Photo-based referring expression data
------------------------
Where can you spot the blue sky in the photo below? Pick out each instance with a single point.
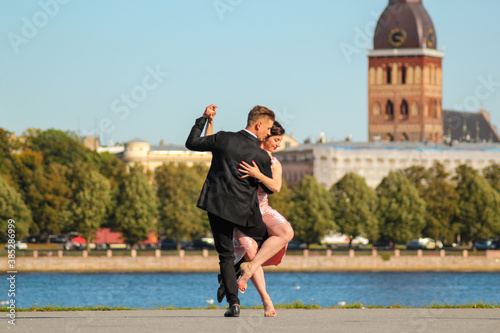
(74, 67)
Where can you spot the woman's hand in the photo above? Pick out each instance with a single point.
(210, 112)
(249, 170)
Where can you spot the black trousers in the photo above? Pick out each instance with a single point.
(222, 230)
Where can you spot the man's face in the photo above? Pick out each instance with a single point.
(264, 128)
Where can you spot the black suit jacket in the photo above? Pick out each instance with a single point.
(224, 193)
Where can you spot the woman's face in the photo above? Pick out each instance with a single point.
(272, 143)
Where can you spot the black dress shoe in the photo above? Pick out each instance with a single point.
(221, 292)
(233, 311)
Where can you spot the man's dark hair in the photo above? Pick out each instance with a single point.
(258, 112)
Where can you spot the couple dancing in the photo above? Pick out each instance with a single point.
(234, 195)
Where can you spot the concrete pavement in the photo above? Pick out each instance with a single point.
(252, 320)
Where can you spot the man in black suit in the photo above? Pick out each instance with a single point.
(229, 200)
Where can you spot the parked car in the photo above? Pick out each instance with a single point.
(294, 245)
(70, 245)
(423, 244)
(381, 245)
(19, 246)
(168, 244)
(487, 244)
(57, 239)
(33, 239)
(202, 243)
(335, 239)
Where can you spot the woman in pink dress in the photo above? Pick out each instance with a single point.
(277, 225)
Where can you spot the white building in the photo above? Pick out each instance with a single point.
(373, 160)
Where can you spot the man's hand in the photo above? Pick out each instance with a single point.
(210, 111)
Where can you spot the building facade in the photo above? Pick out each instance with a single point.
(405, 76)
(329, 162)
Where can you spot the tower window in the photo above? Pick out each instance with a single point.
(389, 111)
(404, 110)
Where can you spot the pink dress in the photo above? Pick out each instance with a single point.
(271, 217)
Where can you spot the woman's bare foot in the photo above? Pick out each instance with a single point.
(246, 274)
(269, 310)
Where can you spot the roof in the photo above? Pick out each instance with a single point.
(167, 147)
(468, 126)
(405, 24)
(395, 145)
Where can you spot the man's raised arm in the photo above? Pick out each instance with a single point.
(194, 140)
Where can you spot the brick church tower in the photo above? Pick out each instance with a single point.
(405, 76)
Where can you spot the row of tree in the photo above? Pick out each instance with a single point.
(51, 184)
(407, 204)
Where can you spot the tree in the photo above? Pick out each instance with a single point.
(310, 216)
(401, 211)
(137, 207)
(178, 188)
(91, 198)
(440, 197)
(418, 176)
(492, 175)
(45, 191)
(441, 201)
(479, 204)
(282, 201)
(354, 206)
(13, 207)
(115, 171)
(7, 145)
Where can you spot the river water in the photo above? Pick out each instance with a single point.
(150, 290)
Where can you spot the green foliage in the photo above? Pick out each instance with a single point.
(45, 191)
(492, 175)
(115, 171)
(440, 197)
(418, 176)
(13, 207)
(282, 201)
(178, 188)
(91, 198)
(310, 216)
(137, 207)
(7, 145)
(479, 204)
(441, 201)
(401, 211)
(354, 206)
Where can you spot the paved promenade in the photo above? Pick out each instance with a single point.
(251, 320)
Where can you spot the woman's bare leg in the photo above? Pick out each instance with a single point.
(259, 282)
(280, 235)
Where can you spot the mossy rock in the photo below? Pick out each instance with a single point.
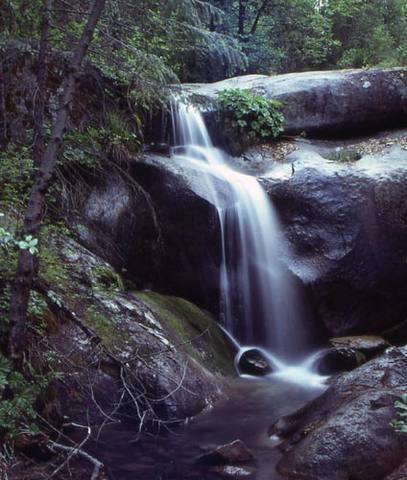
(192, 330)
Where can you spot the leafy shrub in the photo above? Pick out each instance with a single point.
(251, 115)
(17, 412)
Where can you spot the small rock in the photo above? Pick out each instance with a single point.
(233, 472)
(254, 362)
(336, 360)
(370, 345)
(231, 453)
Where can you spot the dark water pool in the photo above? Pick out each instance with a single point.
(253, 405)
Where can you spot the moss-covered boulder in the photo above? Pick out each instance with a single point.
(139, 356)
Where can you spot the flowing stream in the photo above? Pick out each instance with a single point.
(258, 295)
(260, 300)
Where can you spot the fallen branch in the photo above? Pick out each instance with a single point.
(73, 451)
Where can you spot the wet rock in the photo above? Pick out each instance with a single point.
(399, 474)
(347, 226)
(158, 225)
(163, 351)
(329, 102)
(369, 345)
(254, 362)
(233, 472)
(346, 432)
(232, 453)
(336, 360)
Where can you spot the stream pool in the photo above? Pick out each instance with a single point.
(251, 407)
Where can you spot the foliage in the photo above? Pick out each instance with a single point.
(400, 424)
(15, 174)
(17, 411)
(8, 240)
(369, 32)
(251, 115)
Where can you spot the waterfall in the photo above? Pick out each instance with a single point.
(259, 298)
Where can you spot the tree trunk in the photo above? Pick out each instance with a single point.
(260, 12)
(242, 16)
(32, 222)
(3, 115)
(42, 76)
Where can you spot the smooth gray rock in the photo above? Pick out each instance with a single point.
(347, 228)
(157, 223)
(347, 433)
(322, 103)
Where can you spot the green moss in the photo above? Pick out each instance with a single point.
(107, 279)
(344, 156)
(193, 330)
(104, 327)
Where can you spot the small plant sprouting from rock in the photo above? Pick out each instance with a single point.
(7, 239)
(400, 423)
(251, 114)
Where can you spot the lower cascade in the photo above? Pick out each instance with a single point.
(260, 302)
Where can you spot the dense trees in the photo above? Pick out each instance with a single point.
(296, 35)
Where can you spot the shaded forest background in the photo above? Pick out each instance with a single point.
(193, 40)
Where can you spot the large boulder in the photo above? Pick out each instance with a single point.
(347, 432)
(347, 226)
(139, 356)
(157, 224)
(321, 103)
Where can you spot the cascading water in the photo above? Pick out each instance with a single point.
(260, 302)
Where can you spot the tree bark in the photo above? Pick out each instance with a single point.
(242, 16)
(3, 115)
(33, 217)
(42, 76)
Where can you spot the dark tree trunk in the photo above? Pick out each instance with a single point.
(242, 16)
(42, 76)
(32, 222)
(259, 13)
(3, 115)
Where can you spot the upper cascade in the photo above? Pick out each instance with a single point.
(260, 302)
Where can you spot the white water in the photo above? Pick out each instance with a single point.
------------------------
WORK REQUIRED
Omit the pictures and reproduce the records above exactly.

TASK OUTPUT
Where can you spot the blue sky in the photo below? Pick out each instance with a single point.
(74, 67)
Where can you spot the woman's hand in the photo above? Pick out each instance with a single point.
(210, 112)
(249, 170)
Where can you spot the black trousers in the photo above? Pick out each instance with a single point.
(222, 230)
Where can you spot the man's face in the photo above? Pick out each instance with a single point.
(264, 128)
Where can you spot the black suit jacket in the photo above? Pick out each instance with a single point.
(224, 193)
Where can you spot the woman's face in the photo above? Pick out each instance with a single point.
(272, 143)
Where can you spot the black dress shoe in the photo above? Pick out each instance with a single point.
(221, 292)
(233, 311)
Where can you spot the man's dark hair in the photo above? Pick out each instance with a single point.
(258, 112)
Where can you spot the couple dancing in the photo above? Pick out each instance with a single point.
(234, 195)
Where can you spot the concrete pavement in the photo above? Pick out each instance with a single point.
(252, 320)
Where can you spot the man in black suit in the photo above? Pick out each instance with a single point.
(229, 200)
Where can you spot the parked car in the photo above? Pick out each instance with a single point.
(294, 245)
(70, 245)
(423, 244)
(381, 245)
(19, 246)
(168, 244)
(487, 244)
(57, 239)
(33, 239)
(202, 243)
(335, 239)
Where can you spot the woman in pink dress in the photo above? Pick out each instance with a single point.
(277, 225)
Where can you spot the white building in the photo above? Pick out each instance with a single point.
(373, 160)
Where can you spot the man's hand in the photo above? Pick out each instance with a single point.
(210, 111)
Where can you spot the building facade in the photo above? Pick out each instance with a single point.
(405, 76)
(329, 162)
Where can you spot the tower window in the photo above? Pick out each instance with a single point.
(389, 111)
(404, 110)
Where can you spot the pink dress in the photo above? Pick out each instance with a single point.
(271, 217)
Where can you spot the woman's bare foot in the photo above? Pick out each instance with a single point.
(246, 274)
(269, 310)
Where can you spot the roof in the photo above? Pick out each instance with a single point.
(167, 147)
(468, 126)
(405, 24)
(395, 145)
Where can you spot the man's raised arm in the photo above? Pick out each instance with a single point.
(194, 140)
Where can you spot the brick church tower in the photo above? Pick out each instance with a single point.
(405, 76)
Where can you spot the row of tree in the photo above? Pick out each instance with a single point.
(51, 184)
(407, 204)
Where can you spot the tree in the photo above? Pick out each instance with a single point.
(310, 216)
(401, 211)
(137, 207)
(178, 188)
(91, 198)
(440, 197)
(418, 176)
(492, 175)
(45, 191)
(441, 201)
(479, 204)
(282, 201)
(354, 206)
(13, 207)
(115, 171)
(7, 145)
Where can you spot the river water in the photo above? Pick out each instance with a single point.
(150, 290)
Where can you spot the green foliage in the photo above? Pick out each instance with a single point.
(45, 191)
(492, 175)
(115, 171)
(440, 197)
(418, 176)
(13, 207)
(282, 201)
(178, 188)
(91, 198)
(310, 216)
(137, 207)
(7, 145)
(479, 204)
(441, 201)
(401, 211)
(354, 206)
Where can you spot the paved promenade in the photo above? Pick out each instance with a single point.
(251, 320)
Where can you spot the woman's bare leg in the photo above? Pick out each instance with a single point.
(259, 282)
(280, 235)
Where can you spot the mossy rock in the photo below? Pick out each instance with a single point.
(192, 330)
Where can you spot the leafy shrub in the photo above? Pick out each instance with a single point.
(251, 115)
(17, 412)
Where can you spot the small rock in the photo above? Pick out each instance with a single point.
(233, 472)
(254, 362)
(336, 360)
(370, 345)
(231, 453)
Where can you spot the dark water pool in the photo above? Pick out each instance with a single point.
(253, 405)
Where can you spot the moss-covered boulder in the photo above? Pick out each instance with a single point.
(139, 356)
Where can you spot the flowing stream in the photo above? Pick out each instance with a single point.
(258, 295)
(260, 300)
Where can you spot the fallen branch in the photo above? Pick out each instance with a single point.
(73, 451)
Where can you spot the wet rock in the photo above? Pick out each instance with a single point.
(399, 474)
(347, 226)
(158, 225)
(163, 351)
(329, 102)
(369, 345)
(254, 362)
(233, 472)
(346, 432)
(232, 453)
(336, 360)
Where can you spot the stream pool in the photo above? Pick out each instance with a single point.
(251, 407)
Where can you spot the foliage in the photo above? Pick out each instance with a single point.
(400, 424)
(15, 174)
(17, 411)
(8, 240)
(369, 32)
(251, 115)
Where can you spot the waterfall in the photo above? Pick out each instance with a single point.
(259, 298)
Where can you spot the tree trunk in the photo above? Pick out each instance with a single point.
(260, 12)
(242, 16)
(32, 222)
(3, 115)
(42, 76)
Where can you spot the smooth gray rock in the photo above? Pick out each instance with a single point.
(347, 228)
(157, 223)
(347, 433)
(322, 103)
Where can you spot the green moss in the photo above? Pick out each instance with a single point.
(107, 279)
(344, 156)
(193, 330)
(104, 327)
Where can you spot the small plant sprouting from rock in the photo above? Pick out each instance with a single point.
(7, 239)
(400, 423)
(251, 114)
Where can you spot the lower cascade in the photo above? Pick out each instance with a single point.
(260, 302)
Where can you spot the dense trees in the photo above? Pick out each instance with a single point.
(296, 35)
Where can you spot the shaded forest background in the photo above? Pick out each instance with a single point.
(193, 40)
Where can you spot the large boulder in the photo above? Pick out each instance with a single point.
(347, 432)
(347, 226)
(139, 356)
(157, 224)
(321, 103)
Where can you spot the cascading water in the photo above? Pick out each instance with a single point.
(260, 302)
Where can you spot the tree bark in the photo above? Pick out each instance with a single point.
(242, 16)
(3, 115)
(33, 217)
(42, 76)
Where can you spot the dark tree trunk in the photo above? Pick out each instance with a single point.
(242, 16)
(42, 76)
(32, 222)
(259, 13)
(3, 115)
Where can you spot the upper cascade in the photo above? Pick out each instance with a single point.
(260, 302)
Where can you spot the white water in the photo above? Pick out each instance with a single point.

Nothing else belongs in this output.